### Conjunto de exercícios
- a) Segundo o trecho fornecido, em qual concílio se colocou explicitamente a questão de a vida monástica ser ou não contemplativa?
- b) Enumere as formas de vida religiosa que, conforme o trecho fornecido, se distinguem há vários séculos.

::: Trecho fornecido :::

Capítulo à Comunidade de Scourmont, Bélgica
de Dom Armand Veilleux, OCSO
11/4/1999.
de Dom Armand Veilleux, OCSO
11/4/1999.
Há
vários séculos, distinguem-se entre as diversas formas de vida
religiosa, a vida ativa, a contemplativa e a mista. Ora, há muito que
os mestres da espiritualidade monástica fazem notar que não
é possível fazer entrar à força a vida monástica
num tal esquema. Seria de fato perigoso - e mesmo hipócrita- considerar
que uma forma de vida monástica é mais contemplativa do que
outra pelo simples fato de que ela não comporta atividade apostólica.
A vida monástica
é contemplativa? A questão foi colocada muito explicitamente
durante o Concílio Vaticano II, no momento em que se preparava o documento
conciliar sobre a vida religiosa. Com freqüência compreendeu-se
mal aqueles que colocavam então esta questão. Seu objetivo não
era o de colocar em questão que a vida monástica tem - e deve
ter - uma dimensão e mesmo uma orientação contemplativa,
mas de recusar de defini-la como tal pelo simples fato de não ter ação
pastoral.

::: Dados disponíveis :::

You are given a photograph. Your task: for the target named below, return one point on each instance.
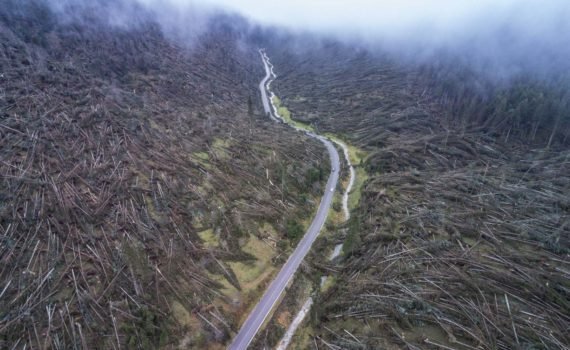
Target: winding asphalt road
(276, 288)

:::

### Respostas por tarefa
- a) No Concílio Vaticano II.

- b) A vida ativa, a vida contemplativa e a vida mista.